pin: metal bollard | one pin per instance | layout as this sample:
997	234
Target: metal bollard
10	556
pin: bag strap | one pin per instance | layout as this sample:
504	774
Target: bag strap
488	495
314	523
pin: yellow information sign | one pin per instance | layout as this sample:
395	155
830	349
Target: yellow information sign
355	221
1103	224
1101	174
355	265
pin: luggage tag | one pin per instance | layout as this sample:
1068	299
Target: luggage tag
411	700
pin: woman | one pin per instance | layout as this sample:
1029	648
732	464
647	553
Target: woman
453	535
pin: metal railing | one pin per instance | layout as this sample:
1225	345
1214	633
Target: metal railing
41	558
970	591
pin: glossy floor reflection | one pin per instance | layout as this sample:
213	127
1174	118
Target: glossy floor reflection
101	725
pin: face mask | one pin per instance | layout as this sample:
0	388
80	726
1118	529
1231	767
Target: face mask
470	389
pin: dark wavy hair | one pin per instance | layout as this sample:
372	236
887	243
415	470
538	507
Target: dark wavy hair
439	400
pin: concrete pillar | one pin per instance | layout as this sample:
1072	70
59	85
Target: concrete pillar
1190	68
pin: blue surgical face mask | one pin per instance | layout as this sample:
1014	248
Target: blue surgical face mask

◆ ACTIVITY: From the listing above, copy every line that includes the word "surgical".

◆ ANSWER FOR THIS EXERCISE:
pin: blue surgical face mask | one pin per instance | layout as this sample:
Target: blue surgical face mask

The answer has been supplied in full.